EXERCISE DIRECTIONS: Locate every line in the records below that holds the word "clicks" and return each one.

Stored dataset items:
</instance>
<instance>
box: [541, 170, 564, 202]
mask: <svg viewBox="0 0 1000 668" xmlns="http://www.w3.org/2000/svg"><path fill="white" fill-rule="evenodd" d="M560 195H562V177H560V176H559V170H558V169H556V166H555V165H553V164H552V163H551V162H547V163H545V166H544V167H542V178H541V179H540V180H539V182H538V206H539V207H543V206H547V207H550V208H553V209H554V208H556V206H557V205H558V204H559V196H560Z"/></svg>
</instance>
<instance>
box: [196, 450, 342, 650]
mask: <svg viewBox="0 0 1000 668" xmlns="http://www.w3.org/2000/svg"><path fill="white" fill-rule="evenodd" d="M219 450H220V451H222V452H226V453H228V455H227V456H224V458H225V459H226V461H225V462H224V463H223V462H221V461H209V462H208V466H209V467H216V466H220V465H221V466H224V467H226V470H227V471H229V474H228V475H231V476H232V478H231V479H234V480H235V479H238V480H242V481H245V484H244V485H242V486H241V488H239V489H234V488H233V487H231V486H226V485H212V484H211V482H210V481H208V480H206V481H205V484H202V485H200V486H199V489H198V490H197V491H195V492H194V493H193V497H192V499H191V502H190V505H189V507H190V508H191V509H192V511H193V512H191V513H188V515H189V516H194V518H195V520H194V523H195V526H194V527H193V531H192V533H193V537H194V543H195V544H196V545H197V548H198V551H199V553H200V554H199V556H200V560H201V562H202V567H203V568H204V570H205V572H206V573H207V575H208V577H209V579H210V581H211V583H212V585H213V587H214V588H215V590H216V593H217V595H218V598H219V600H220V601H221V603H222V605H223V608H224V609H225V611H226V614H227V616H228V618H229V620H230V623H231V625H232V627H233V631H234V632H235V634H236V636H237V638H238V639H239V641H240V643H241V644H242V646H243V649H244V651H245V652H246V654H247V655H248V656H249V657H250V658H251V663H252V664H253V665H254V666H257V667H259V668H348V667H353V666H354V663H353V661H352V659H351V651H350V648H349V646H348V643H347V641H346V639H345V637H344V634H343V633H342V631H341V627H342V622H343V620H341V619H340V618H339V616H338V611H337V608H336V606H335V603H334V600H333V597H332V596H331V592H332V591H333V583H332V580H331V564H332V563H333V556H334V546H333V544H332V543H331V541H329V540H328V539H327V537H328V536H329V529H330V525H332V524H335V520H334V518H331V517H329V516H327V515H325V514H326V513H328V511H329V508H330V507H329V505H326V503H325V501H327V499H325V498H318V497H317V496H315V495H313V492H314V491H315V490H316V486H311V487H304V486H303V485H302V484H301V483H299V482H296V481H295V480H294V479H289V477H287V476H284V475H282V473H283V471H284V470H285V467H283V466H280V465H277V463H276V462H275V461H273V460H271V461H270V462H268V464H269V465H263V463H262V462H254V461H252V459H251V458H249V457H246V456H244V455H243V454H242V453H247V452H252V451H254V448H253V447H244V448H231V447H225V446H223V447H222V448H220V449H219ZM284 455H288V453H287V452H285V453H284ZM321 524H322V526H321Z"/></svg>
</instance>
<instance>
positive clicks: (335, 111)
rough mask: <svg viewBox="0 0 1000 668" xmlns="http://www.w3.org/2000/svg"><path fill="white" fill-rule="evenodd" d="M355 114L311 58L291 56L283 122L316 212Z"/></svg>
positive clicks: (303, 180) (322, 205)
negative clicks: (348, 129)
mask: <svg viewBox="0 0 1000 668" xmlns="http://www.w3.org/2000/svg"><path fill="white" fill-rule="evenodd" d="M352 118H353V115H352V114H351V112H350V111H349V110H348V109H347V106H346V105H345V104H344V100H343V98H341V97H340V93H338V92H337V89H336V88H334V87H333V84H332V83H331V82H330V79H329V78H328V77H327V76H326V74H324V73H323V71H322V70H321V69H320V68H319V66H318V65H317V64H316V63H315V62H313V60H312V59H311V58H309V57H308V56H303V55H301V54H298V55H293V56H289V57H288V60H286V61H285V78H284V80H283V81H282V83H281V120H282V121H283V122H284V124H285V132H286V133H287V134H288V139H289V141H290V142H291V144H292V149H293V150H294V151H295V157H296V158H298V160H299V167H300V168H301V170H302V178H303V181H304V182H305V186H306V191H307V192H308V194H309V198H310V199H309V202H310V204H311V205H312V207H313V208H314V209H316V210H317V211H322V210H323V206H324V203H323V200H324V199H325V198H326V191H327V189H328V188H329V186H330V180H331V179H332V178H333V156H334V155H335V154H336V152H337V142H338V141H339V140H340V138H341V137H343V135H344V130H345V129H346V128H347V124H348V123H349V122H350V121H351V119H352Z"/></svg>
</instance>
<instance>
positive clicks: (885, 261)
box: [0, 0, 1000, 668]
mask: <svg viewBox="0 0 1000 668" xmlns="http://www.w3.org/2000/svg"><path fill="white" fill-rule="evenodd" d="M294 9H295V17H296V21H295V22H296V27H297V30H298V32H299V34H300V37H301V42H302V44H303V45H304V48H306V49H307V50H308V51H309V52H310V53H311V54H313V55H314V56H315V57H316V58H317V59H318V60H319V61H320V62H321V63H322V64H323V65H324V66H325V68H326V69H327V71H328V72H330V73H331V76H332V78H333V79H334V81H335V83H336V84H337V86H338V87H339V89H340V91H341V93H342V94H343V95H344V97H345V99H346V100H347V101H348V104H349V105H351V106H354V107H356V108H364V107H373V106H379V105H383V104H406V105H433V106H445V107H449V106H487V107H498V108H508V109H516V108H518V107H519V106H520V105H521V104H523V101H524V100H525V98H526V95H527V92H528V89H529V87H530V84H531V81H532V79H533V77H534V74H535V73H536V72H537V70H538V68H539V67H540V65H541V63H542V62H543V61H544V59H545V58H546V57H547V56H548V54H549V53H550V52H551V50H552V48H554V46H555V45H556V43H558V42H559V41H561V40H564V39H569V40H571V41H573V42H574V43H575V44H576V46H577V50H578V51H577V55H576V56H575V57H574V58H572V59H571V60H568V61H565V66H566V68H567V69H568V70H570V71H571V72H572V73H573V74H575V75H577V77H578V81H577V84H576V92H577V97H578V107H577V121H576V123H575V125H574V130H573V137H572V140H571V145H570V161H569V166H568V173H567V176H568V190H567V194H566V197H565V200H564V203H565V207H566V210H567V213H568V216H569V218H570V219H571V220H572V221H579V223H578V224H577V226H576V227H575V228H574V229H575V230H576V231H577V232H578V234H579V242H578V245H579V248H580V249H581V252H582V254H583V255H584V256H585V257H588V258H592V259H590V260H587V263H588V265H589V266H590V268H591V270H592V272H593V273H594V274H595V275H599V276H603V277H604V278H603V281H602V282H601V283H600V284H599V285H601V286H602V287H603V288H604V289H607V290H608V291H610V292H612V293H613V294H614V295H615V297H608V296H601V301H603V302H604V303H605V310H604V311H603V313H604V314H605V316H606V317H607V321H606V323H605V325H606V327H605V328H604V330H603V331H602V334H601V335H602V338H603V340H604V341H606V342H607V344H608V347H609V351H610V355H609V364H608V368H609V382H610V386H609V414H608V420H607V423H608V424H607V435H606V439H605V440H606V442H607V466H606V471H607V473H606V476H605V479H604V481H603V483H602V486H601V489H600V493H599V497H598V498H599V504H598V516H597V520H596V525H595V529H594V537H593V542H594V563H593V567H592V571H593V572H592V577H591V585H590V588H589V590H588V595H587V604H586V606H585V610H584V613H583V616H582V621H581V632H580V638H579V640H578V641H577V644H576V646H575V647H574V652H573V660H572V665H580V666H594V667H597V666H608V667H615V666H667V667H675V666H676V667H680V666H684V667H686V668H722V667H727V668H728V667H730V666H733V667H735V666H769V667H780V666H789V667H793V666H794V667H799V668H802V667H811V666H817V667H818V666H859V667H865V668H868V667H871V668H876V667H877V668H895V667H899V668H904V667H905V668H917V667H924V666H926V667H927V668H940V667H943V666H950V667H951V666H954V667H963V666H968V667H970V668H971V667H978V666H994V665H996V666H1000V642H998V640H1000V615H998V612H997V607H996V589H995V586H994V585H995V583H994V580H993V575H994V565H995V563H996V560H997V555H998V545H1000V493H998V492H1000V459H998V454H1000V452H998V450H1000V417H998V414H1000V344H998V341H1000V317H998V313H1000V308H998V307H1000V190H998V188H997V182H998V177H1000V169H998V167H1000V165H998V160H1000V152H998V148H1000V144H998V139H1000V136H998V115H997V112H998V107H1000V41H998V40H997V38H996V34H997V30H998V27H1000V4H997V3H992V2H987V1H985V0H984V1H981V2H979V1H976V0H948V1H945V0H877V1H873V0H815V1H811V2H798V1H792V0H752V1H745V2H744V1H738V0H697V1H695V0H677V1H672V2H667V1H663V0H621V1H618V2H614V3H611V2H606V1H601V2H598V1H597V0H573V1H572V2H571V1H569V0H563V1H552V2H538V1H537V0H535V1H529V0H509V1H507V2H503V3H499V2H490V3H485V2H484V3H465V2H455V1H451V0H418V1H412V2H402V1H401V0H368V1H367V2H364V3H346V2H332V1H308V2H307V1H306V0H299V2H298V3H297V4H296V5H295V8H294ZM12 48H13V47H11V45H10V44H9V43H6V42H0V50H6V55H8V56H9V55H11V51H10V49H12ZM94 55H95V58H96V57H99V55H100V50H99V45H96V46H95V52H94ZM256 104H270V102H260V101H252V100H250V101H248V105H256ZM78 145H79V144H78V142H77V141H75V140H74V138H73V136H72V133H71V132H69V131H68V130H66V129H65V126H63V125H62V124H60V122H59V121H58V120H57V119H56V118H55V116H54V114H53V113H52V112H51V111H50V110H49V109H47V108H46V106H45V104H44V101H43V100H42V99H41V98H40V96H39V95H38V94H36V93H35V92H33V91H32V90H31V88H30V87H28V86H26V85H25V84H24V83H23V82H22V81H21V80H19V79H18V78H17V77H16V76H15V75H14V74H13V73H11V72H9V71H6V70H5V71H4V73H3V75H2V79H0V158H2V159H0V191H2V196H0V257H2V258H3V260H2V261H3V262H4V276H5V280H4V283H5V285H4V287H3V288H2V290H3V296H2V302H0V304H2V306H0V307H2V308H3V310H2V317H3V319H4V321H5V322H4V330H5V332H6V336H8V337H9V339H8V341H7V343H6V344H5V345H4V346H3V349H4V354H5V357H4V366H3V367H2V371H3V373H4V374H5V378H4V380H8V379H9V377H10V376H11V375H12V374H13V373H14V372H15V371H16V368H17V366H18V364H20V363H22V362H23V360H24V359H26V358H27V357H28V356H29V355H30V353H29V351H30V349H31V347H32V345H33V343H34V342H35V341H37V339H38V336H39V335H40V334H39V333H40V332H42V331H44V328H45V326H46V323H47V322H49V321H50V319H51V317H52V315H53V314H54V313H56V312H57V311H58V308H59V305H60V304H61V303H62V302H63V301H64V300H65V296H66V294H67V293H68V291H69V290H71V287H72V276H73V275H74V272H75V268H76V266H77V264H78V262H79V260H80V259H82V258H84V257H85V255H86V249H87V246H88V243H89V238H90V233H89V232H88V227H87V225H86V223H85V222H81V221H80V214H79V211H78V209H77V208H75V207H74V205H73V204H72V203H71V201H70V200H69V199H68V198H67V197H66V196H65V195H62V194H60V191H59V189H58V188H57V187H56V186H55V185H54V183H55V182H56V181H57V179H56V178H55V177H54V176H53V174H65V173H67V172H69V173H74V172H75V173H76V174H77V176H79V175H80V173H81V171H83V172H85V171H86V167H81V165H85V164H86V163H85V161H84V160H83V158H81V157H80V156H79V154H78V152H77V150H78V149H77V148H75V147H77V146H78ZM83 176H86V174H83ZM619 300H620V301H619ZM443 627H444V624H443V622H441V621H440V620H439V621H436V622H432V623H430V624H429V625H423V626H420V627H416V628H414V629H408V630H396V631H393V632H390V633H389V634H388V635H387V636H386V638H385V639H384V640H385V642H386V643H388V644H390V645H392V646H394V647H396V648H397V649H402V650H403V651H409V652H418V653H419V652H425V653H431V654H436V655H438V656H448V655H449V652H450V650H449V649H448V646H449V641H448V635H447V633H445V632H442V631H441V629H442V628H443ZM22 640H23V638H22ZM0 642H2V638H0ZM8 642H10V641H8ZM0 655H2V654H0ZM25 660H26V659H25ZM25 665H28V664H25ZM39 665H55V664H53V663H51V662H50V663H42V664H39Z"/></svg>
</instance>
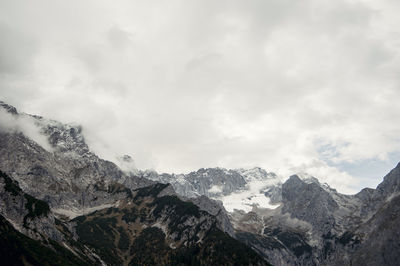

RESPONSE:
positive clicks: (335, 111)
positive clicks: (303, 180) (322, 205)
negative clicks: (348, 129)
positive clicks: (885, 261)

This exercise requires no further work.